• [Required work]
a) In the news text, what did Vaclav Klaus play before he fell ill?
b) What are all the places where the news text says Vaclav Klaus has stayed or is now staying?
c) Retype the news text from the words "The country's largest" through the words "suffered any disruptions.".

• [Exercise text]
╭──

President Vaclav Klaus has been released from hospital, and is back on holiday with his wife Livia at the presidential chateau in Lany, outside Prague. Mr Klaus was admitted to Prague's General Teaching Hospital on Thursday evening after apparently overexerting himself in the hot weather. He was released on Friday after undergoing tests. The 62-year-old president checked himself into hospital after falling ill following a game of tennis. Mr Klaus had spent last week at a spa in Karlovy Vary, where he was recovering from a recent bout of tonsillitis. A spokesman for the president said tests had shown Mr Klaus was completely healthy.
The country's largest power producer CEZ said on Friday it had lost all supplies from its largest coal-burning power plant in northwest Bohemia after wind damaged the grid. A spokesman for CEZ said a storm late on Thursday had torn down two pylons and damaged another on the network connecting the firm's Prunerov plant to the national power grid. The spokesman said it would take several weeks to repair the grid and restore supplies, but added that customers had not suffered any disruptions.

╰──

• [Data under study]
╭──

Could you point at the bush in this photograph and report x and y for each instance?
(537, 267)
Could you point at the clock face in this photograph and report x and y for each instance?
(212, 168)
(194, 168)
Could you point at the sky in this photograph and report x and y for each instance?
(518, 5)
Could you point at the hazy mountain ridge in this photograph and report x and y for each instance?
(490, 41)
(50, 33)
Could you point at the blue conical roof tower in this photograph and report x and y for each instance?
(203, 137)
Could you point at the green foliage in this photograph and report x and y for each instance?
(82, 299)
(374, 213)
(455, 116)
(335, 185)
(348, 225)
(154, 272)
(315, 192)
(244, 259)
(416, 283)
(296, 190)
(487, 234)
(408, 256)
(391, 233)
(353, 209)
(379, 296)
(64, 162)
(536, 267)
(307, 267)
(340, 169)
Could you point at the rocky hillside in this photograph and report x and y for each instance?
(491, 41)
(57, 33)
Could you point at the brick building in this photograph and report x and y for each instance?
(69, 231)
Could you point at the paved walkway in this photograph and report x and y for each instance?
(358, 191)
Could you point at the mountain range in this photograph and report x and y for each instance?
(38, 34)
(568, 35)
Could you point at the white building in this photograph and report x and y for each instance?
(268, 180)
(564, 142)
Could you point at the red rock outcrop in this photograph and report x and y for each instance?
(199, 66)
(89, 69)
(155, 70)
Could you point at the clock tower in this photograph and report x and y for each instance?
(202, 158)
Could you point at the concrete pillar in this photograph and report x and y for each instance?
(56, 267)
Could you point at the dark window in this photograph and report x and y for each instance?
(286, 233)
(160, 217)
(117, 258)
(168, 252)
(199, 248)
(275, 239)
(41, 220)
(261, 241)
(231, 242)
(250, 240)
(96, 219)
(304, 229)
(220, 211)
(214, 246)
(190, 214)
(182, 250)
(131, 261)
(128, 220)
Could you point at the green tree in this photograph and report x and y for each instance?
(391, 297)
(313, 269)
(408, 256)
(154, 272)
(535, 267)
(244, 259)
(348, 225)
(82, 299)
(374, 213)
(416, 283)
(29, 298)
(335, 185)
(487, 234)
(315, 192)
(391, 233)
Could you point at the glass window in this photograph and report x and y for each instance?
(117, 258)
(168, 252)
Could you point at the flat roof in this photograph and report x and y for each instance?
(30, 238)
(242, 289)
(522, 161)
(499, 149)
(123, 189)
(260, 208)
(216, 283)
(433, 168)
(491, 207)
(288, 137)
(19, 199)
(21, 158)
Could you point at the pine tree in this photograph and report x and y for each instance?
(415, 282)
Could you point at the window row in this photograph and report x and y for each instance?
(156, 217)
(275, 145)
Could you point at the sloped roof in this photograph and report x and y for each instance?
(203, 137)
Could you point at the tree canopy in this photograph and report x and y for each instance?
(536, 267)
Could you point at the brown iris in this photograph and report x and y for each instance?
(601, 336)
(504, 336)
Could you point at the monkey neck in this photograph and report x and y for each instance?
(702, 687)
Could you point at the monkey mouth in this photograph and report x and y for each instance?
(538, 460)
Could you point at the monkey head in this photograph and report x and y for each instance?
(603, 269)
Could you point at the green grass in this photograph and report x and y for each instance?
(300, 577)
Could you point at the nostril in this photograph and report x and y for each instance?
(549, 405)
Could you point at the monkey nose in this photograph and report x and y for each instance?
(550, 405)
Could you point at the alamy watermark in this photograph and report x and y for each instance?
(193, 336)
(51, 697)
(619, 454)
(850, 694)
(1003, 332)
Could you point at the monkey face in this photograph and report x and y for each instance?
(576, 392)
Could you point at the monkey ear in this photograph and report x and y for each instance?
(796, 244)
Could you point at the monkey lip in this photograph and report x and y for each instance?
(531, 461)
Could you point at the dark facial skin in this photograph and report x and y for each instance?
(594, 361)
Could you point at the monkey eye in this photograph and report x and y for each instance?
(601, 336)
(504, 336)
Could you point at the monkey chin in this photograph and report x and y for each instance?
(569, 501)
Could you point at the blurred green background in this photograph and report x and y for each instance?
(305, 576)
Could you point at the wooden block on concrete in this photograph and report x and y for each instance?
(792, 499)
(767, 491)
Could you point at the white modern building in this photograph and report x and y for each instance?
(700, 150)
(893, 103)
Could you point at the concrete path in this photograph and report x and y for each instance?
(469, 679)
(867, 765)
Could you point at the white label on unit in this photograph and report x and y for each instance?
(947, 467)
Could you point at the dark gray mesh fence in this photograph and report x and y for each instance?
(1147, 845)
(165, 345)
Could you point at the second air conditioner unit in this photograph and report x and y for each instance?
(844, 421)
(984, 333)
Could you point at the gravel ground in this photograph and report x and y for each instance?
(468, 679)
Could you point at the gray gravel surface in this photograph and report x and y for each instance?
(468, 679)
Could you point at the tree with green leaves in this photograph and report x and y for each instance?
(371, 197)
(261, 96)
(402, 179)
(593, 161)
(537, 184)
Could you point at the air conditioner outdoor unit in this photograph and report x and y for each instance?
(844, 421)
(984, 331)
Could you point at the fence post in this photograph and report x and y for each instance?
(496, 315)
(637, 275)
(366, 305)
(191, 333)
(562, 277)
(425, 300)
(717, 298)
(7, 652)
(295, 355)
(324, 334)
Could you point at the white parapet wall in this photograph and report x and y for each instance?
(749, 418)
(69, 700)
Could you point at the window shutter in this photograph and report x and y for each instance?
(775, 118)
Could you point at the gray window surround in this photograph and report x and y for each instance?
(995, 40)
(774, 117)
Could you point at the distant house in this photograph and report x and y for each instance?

╰──

• [Expected outputs]
a) A game of tennis.

b) The presidential chateau in Lany, Prague's General Teaching Hospital, and a spa in Karlovy Vary.

c)
The country's largest power producer CEZ said on Friday it had lost all supplies from its largest coal-burning power plant in northwest Bohemia after wind damaged the grid. A spokesman for CEZ said a storm late on Thursday had torn down two pylons and damaged another on the network connecting the firm's Prunerov plant to the national power grid. The spokesman said it would take several weeks to repair the grid and restore supplies, but added that customers had not suffered any disruptions.